Dataset entries:
--
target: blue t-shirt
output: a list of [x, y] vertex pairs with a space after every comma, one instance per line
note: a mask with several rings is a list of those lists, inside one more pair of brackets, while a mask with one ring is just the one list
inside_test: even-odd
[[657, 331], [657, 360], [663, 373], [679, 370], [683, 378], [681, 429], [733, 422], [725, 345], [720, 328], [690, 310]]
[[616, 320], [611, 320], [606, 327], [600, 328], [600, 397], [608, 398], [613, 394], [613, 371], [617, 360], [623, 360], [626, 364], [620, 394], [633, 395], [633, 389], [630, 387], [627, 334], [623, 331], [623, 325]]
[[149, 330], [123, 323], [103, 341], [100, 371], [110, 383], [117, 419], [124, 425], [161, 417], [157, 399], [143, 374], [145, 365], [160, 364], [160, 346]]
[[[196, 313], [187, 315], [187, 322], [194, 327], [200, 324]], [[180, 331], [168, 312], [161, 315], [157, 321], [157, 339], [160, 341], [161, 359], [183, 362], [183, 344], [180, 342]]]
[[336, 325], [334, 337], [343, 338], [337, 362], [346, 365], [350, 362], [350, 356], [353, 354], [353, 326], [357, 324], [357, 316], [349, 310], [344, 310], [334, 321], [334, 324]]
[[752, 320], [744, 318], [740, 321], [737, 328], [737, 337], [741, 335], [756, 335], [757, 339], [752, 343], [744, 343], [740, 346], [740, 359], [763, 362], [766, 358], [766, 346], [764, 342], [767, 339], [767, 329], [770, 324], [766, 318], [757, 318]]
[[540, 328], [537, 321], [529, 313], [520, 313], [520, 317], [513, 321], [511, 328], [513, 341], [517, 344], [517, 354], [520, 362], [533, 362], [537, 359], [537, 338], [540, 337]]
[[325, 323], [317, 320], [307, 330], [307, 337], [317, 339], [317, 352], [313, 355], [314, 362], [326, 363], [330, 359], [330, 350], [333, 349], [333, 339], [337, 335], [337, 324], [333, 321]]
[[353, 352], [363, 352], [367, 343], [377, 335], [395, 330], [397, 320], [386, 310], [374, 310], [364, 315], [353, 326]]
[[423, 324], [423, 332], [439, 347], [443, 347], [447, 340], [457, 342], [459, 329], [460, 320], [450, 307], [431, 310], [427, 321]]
--
Written problem >> Please rewrite the listing above as a Markdown table with two columns, Row and Line, putting each line in its own numbered row and leaving out any blank lines.

Correct output >>
| Row | Line |
|---|---|
| 1 | target: blue t-shirt |
| 2 | output: a list of [x, y] vertex pairs with a space after every comma, one instance per line |
| 3 | note: a mask with several rings is a list of those lists, inside one more pair of brackets, while a mask with one ring is just the one list |
| 4 | inside_test: even-odd |
| 5 | [[657, 331], [657, 360], [663, 373], [679, 370], [683, 378], [681, 429], [733, 422], [725, 345], [720, 328], [690, 310]] |
| 6 | [[616, 320], [611, 320], [606, 327], [600, 328], [600, 397], [608, 398], [613, 394], [613, 371], [617, 360], [623, 360], [626, 364], [620, 394], [633, 395], [633, 389], [630, 387], [627, 334], [623, 331], [623, 325]] |
| 7 | [[149, 330], [123, 323], [103, 341], [100, 371], [110, 383], [117, 419], [124, 425], [161, 417], [157, 399], [143, 374], [145, 365], [160, 364], [160, 346]] |
| 8 | [[[196, 313], [187, 315], [187, 322], [194, 327], [200, 324]], [[180, 331], [168, 312], [161, 315], [157, 321], [157, 339], [160, 341], [161, 359], [183, 362], [183, 344], [180, 342]]] |
| 9 | [[336, 325], [334, 337], [343, 338], [337, 362], [346, 365], [350, 362], [350, 356], [353, 354], [353, 326], [357, 324], [357, 316], [349, 310], [344, 310], [334, 321], [334, 324]] |
| 10 | [[752, 320], [744, 318], [740, 321], [737, 328], [737, 337], [741, 335], [756, 335], [757, 339], [752, 343], [744, 343], [740, 346], [740, 359], [763, 362], [766, 358], [766, 346], [764, 342], [767, 339], [767, 329], [770, 324], [766, 318], [757, 318]] |
| 11 | [[540, 328], [537, 321], [529, 313], [520, 313], [520, 317], [513, 321], [511, 328], [513, 341], [517, 344], [517, 354], [520, 362], [533, 362], [537, 359], [537, 338], [540, 337]] |
| 12 | [[325, 323], [317, 320], [307, 330], [307, 337], [317, 339], [317, 352], [313, 355], [314, 362], [326, 363], [330, 359], [330, 350], [333, 349], [333, 339], [337, 335], [337, 324], [333, 321]] |
| 13 | [[353, 352], [363, 352], [367, 343], [377, 335], [395, 330], [397, 320], [386, 310], [374, 310], [364, 315], [353, 326]] |
| 14 | [[423, 324], [423, 332], [439, 347], [443, 347], [447, 340], [457, 342], [459, 329], [460, 320], [450, 307], [431, 310], [427, 321]] |